Goal — Substitute "image coordinates" for "pixel coordinates" everywhere in the rows below, keep everything else unchanged, and leave the pictures out of your answer.

[Input records start]

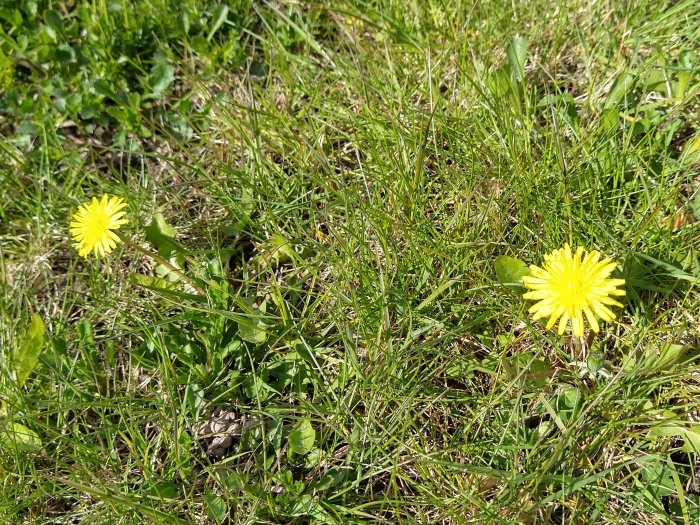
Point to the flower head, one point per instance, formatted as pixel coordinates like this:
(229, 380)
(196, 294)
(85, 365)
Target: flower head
(571, 285)
(94, 224)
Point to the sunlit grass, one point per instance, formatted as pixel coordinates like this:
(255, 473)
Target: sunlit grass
(340, 349)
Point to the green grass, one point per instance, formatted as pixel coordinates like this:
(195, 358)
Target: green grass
(340, 182)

[Input records end]

Full answer —
Point to the flower head, one point per instance, formatted as image coordinates like this:
(229, 380)
(196, 294)
(85, 365)
Target: flower head
(571, 285)
(94, 224)
Point to the sunlit grass, one point per instance, formatted as image coordinates like this:
(255, 473)
Target: sunlit grass
(340, 349)
Point to the green grass, one point per instance, formatted as image coordinates like this:
(195, 358)
Target: green grass
(340, 182)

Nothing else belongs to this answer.